◆ Required action: Where the line with "Query: mountain" appears below, start writing out lines exactly, and finish with the line with "find sandy floor", which is included; write out nothing else.

Dataset entries
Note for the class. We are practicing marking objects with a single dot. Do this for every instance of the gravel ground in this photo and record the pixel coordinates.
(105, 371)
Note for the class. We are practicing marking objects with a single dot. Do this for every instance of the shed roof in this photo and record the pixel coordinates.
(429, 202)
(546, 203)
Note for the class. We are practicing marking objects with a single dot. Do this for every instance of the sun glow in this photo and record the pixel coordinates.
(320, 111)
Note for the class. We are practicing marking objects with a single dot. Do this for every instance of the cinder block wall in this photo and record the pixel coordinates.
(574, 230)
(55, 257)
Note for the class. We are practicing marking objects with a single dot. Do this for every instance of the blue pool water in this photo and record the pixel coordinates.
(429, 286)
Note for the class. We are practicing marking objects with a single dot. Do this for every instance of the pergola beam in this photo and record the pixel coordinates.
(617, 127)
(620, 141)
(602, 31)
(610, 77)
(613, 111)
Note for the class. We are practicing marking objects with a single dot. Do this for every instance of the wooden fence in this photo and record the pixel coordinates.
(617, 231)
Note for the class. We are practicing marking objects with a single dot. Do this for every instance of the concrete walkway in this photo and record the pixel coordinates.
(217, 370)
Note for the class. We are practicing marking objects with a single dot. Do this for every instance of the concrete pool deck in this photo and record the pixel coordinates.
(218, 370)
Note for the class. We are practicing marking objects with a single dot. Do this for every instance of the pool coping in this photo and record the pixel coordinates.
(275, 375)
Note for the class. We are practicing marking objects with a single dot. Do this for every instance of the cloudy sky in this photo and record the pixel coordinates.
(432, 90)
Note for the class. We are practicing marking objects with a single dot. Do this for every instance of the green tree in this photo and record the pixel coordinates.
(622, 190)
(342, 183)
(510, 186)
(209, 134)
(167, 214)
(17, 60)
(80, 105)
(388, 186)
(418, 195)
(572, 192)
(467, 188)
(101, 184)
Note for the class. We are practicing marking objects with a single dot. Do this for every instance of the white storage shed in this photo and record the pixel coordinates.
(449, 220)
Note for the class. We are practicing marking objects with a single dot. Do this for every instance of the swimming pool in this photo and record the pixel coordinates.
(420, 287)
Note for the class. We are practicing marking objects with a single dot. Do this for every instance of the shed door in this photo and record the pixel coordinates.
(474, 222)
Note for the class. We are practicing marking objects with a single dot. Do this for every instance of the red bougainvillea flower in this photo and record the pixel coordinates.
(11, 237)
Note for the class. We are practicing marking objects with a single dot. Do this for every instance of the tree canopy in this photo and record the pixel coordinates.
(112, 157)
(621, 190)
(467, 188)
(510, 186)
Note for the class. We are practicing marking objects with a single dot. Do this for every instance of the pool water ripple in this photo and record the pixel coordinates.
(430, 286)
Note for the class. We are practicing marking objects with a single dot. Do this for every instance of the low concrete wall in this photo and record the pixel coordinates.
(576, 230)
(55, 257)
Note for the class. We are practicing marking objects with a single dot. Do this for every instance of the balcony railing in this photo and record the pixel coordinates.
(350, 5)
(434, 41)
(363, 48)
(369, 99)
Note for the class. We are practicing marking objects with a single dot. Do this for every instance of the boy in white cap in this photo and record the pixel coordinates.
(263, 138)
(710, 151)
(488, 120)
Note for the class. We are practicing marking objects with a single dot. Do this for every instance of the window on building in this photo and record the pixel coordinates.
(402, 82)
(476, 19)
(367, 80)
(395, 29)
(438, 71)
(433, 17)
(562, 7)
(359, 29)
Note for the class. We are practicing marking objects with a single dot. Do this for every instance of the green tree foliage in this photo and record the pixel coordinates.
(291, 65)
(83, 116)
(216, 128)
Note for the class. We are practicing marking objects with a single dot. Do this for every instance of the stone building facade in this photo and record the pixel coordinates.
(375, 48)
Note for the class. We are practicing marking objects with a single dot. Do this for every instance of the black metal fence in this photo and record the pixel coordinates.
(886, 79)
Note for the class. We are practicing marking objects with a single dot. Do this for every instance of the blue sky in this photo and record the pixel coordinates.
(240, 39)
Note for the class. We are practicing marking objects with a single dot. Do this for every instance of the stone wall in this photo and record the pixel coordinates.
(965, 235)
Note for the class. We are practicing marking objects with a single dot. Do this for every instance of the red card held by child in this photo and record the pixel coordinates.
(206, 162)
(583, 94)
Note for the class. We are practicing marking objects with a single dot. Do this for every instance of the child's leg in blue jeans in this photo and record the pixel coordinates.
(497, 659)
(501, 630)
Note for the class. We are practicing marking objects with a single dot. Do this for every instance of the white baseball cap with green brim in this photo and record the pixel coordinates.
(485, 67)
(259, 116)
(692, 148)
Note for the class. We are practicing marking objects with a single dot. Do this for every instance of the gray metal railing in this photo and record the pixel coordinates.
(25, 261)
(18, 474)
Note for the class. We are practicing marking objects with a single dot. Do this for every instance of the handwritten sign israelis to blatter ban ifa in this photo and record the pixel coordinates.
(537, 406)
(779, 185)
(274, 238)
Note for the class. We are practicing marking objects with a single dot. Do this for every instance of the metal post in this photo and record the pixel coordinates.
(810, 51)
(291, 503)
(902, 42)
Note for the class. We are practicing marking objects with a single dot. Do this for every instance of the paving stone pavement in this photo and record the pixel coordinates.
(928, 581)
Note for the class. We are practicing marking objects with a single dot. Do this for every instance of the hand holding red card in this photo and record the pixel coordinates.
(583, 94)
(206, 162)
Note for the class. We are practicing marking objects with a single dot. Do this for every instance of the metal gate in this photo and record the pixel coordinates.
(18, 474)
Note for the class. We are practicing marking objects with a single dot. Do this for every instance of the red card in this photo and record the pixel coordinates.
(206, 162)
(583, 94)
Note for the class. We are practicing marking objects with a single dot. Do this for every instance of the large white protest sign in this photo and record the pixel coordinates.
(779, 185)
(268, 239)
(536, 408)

==

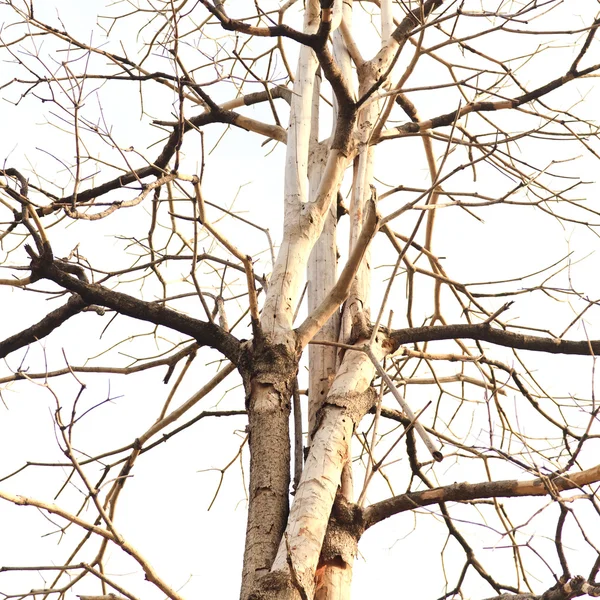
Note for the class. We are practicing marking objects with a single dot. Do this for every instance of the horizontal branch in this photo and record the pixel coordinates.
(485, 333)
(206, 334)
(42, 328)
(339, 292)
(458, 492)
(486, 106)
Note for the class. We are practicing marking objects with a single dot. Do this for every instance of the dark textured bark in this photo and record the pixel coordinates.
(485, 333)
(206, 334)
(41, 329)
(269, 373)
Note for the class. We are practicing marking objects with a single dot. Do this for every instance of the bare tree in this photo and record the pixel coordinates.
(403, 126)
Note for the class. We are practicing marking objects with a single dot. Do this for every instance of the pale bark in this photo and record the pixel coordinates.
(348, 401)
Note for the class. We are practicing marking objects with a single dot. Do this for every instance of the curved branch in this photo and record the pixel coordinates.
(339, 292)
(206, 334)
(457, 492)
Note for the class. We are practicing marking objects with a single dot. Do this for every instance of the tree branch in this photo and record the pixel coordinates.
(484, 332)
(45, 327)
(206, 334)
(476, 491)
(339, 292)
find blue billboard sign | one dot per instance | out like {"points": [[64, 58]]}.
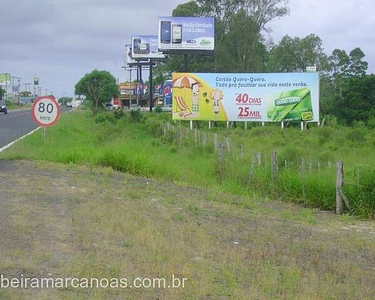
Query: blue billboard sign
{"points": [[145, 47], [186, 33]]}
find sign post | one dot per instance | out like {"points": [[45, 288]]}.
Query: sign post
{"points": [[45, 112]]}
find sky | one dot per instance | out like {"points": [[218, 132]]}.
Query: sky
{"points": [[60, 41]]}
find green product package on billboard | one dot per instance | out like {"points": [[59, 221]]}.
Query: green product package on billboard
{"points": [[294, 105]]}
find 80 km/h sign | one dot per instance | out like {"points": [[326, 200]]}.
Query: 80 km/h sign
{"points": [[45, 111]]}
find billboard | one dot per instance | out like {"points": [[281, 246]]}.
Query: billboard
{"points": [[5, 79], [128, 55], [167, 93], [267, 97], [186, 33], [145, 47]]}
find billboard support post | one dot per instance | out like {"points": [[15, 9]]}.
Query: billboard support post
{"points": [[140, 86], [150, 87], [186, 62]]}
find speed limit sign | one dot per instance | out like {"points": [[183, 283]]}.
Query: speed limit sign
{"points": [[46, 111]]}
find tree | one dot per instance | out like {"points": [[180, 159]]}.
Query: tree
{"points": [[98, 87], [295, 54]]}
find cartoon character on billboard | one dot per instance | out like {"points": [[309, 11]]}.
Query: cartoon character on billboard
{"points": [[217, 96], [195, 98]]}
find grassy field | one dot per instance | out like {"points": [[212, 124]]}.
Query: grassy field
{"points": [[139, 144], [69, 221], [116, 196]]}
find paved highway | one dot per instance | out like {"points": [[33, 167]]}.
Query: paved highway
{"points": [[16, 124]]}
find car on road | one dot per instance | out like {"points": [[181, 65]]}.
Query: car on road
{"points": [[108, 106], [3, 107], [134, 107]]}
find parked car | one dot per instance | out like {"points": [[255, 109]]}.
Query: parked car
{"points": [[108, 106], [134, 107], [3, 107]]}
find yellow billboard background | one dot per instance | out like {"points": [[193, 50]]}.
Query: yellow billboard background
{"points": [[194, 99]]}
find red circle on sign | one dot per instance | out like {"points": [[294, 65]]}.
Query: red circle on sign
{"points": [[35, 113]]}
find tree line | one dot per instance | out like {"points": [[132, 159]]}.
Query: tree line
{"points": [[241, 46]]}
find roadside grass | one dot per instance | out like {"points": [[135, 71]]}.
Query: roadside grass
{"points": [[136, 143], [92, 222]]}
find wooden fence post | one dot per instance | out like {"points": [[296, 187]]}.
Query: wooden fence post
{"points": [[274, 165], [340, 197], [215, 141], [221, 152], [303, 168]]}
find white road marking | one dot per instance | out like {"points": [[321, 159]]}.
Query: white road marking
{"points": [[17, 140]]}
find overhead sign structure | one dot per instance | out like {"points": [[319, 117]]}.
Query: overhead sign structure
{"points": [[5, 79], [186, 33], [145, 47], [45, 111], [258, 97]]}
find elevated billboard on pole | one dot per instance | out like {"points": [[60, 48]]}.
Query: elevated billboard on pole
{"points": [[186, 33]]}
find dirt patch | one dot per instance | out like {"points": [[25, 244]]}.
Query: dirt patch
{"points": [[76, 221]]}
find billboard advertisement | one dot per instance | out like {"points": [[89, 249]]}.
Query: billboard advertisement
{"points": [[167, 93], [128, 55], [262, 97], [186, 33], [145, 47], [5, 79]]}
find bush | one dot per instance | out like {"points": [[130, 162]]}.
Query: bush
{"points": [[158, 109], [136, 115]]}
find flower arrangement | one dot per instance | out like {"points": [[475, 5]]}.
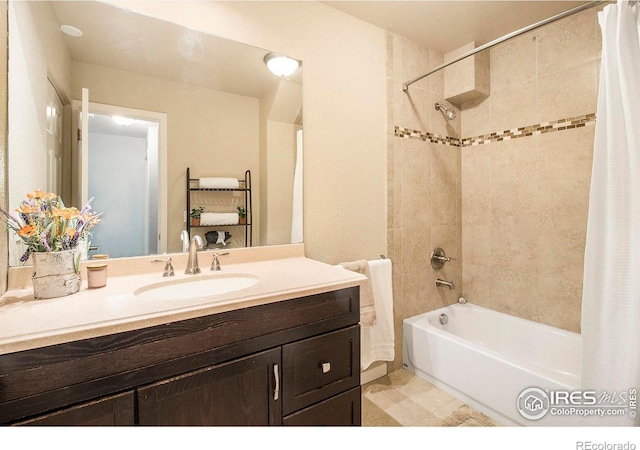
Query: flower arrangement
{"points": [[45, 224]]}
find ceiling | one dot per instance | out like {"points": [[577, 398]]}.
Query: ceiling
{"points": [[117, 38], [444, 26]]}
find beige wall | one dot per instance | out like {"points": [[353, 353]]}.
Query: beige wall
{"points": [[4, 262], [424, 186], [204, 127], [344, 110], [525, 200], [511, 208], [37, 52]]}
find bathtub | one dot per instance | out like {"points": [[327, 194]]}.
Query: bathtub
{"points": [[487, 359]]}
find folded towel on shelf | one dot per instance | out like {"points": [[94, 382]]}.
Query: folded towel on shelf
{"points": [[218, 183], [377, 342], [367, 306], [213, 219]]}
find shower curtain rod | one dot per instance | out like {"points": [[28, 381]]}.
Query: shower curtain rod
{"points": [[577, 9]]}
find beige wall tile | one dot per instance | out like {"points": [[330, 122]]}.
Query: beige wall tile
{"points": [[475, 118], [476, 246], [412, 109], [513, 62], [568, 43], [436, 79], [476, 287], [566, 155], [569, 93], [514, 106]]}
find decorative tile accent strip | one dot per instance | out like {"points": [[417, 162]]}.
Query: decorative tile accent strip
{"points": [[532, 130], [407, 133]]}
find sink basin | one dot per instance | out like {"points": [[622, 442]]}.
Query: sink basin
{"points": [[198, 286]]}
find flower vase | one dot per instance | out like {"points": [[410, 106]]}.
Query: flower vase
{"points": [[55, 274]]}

---

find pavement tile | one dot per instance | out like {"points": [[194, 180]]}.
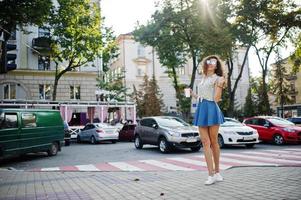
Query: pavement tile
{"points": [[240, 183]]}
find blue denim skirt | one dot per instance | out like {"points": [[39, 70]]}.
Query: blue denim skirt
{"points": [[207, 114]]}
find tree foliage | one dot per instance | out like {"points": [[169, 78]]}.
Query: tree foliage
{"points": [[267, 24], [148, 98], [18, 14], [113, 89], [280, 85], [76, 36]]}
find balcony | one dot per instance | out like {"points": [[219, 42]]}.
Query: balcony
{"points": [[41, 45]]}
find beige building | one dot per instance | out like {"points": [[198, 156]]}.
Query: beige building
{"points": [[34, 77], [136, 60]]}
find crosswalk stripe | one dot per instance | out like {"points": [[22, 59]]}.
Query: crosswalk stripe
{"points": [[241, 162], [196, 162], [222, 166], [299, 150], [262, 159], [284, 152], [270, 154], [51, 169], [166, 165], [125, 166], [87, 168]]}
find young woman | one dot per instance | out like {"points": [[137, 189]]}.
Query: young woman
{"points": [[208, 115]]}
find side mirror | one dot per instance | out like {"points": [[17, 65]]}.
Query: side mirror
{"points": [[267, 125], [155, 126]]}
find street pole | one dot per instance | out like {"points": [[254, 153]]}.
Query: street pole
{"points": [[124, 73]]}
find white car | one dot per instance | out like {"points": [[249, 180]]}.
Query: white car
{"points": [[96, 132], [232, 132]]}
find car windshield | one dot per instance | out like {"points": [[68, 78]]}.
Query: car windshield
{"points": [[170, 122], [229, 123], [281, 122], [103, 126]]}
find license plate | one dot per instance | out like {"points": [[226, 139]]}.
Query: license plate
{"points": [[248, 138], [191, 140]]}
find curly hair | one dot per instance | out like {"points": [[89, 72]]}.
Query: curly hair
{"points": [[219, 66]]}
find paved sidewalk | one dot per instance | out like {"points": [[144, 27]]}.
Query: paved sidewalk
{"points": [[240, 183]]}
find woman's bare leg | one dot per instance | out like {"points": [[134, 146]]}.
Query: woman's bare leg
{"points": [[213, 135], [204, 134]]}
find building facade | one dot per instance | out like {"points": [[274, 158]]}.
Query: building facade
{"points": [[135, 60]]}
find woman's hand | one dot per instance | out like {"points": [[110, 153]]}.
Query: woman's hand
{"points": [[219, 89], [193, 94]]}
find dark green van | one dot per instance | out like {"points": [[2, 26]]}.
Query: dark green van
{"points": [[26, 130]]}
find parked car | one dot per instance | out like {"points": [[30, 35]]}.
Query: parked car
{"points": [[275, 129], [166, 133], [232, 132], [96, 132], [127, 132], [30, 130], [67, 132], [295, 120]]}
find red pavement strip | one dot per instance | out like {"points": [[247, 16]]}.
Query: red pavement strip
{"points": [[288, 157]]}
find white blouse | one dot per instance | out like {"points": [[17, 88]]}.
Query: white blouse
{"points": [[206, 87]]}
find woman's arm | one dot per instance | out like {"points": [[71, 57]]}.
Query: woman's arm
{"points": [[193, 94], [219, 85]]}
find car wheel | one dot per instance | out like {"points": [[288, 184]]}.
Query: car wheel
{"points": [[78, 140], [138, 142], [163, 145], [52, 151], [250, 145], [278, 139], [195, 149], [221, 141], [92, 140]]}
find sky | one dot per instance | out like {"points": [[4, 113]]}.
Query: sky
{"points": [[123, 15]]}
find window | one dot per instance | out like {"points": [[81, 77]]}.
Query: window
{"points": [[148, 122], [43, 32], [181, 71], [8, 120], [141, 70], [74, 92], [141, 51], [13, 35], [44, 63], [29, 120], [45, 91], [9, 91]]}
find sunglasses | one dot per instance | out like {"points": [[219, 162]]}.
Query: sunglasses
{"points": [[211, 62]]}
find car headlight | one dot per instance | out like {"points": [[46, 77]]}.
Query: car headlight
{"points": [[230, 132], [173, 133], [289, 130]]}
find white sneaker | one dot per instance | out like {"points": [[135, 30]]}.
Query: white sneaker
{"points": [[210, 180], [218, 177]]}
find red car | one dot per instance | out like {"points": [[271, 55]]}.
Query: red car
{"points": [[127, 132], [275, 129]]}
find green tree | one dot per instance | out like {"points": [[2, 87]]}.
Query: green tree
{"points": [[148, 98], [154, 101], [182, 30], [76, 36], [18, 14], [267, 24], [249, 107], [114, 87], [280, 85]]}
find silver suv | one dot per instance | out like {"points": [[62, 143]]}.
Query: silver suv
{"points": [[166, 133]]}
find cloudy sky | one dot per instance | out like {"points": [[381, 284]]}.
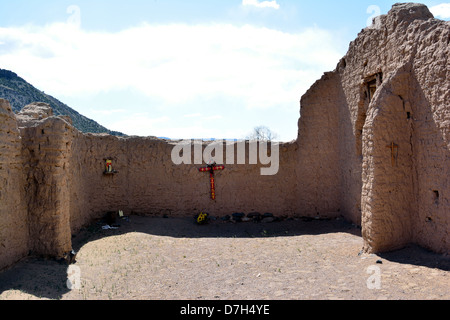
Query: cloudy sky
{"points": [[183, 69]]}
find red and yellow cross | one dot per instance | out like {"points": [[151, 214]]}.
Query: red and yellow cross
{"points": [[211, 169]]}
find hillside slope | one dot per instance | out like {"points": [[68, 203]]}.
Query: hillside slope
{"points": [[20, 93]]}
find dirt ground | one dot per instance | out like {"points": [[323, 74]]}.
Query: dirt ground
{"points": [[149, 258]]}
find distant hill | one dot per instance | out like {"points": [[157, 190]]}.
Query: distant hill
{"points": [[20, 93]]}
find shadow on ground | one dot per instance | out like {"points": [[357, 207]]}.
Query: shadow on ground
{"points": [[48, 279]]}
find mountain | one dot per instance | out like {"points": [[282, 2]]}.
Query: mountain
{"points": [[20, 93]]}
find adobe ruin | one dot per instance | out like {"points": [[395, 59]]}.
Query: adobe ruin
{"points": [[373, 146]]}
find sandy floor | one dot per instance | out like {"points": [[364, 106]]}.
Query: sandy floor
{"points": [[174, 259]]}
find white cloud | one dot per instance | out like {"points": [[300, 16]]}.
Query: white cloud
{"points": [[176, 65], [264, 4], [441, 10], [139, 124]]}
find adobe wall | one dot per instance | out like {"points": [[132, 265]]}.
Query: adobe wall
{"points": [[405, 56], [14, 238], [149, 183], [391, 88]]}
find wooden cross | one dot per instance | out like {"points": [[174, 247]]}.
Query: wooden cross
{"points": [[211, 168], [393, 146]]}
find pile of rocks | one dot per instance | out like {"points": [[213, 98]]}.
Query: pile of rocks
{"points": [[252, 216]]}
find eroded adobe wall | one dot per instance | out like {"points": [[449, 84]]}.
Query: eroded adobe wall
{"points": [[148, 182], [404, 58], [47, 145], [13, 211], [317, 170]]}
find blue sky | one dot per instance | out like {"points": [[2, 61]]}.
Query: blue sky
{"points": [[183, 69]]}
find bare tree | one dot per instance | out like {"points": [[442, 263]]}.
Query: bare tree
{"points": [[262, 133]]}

◆ Solution:
Query: mountain
{"points": [[20, 93]]}
find adobe ruin | one dot per instance | out like {"points": [[395, 59]]}.
Query: adobe ruin
{"points": [[373, 146]]}
find sandy floor | one dot per instance | out like {"points": [[364, 106]]}.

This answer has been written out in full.